++++ INFORMATION GIVEN

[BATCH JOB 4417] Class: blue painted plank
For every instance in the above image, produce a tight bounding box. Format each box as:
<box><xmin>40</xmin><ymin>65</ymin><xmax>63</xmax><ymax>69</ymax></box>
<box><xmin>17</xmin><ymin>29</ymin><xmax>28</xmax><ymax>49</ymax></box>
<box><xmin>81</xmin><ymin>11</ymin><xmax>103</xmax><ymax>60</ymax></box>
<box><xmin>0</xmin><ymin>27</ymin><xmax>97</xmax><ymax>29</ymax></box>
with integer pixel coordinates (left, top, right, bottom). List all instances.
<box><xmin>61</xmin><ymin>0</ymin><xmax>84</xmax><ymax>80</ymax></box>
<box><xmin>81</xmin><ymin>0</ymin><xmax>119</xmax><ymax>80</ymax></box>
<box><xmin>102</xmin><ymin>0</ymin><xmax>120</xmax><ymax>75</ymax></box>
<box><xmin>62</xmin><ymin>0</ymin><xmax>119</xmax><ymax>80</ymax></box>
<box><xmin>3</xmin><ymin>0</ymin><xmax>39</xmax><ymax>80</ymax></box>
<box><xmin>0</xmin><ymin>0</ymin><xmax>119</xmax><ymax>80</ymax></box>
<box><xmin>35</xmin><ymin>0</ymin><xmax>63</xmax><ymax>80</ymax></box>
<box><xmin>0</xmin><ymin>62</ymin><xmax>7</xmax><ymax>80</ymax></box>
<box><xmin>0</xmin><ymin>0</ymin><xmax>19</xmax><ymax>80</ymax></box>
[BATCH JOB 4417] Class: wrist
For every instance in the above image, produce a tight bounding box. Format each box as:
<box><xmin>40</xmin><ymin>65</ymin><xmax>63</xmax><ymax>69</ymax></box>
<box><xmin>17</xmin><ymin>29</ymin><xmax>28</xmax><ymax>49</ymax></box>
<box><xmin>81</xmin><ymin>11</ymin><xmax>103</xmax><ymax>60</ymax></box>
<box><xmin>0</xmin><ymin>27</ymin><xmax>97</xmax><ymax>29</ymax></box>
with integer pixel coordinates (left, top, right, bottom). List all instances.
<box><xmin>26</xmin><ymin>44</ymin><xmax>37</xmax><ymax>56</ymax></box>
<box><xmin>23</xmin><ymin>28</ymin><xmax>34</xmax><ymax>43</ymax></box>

++++++++
++++ INFORMATION GIVEN

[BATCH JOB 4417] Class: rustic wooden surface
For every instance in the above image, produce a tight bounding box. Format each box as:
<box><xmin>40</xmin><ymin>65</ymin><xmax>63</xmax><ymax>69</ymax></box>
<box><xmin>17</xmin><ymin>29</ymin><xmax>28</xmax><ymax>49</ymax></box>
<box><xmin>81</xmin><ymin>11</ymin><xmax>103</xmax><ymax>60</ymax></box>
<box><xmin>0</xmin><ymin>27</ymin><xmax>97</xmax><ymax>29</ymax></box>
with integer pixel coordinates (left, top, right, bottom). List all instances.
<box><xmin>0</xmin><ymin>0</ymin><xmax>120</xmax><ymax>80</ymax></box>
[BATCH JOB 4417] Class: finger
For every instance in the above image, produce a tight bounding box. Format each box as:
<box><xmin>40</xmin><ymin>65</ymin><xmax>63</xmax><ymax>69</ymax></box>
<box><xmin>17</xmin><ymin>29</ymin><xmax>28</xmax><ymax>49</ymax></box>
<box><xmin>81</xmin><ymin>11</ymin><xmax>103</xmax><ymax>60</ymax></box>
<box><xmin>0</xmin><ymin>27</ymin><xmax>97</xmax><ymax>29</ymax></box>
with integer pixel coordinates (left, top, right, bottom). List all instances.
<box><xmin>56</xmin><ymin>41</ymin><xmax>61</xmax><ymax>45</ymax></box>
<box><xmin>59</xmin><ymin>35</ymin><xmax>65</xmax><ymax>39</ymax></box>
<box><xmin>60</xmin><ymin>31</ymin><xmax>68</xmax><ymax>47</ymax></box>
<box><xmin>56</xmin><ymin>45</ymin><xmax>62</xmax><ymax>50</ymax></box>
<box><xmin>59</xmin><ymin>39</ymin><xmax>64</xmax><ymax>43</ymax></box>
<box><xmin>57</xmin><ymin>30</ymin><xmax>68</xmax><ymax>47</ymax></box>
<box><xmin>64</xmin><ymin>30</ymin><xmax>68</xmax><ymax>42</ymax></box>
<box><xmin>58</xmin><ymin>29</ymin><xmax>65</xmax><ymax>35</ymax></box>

++++++++

TASK PROMPT:
Lines holding the string "BATCH": find them in the listing above and copy each one.

TASK RESPONSE:
[BATCH JOB 4417] Class: blue painted plank
[BATCH JOB 4417] Class: wrist
[BATCH JOB 4417] Class: rustic wooden surface
[BATCH JOB 4417] Class: finger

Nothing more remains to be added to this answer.